*TASK STATEMENT*
Repeat the lines below word for word, from the line with "In the photo below, where can the red" to the line with "column 180, row 533", including both. Leave the pictures out of your answer.

────────────────────

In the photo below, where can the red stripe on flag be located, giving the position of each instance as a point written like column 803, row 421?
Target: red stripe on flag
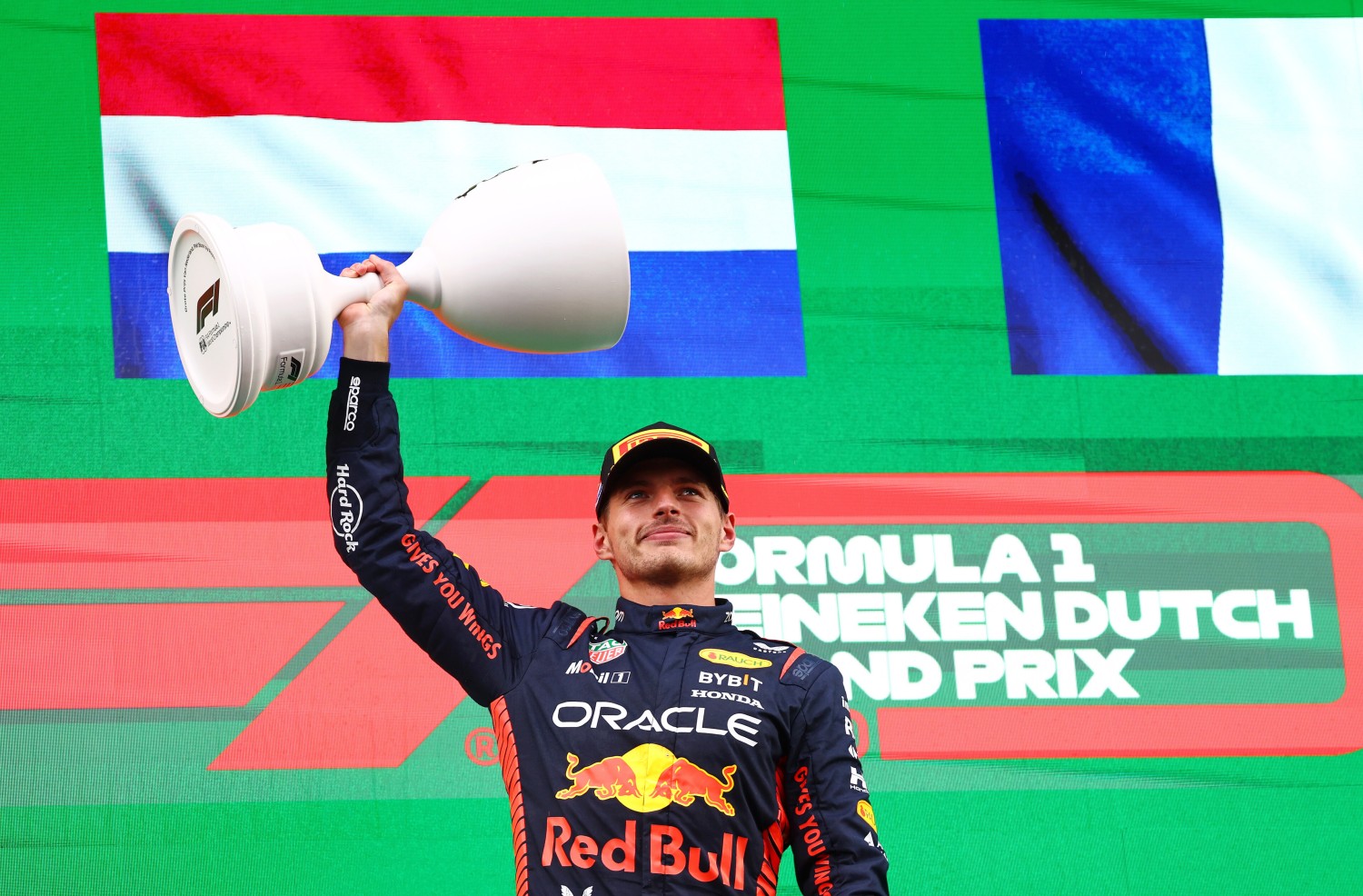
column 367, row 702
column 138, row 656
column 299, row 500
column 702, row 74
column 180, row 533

────────────────────

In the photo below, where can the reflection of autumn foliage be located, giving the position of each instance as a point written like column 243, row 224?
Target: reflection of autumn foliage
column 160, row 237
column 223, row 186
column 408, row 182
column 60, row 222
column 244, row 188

────────────────────

*OUTPUT OF THE TASK*
In the photo below, where can the red stripe on flag be located, giving the position of each instance as a point written like column 803, row 421?
Target: red stripe on flag
column 367, row 702
column 138, row 656
column 299, row 500
column 702, row 74
column 180, row 533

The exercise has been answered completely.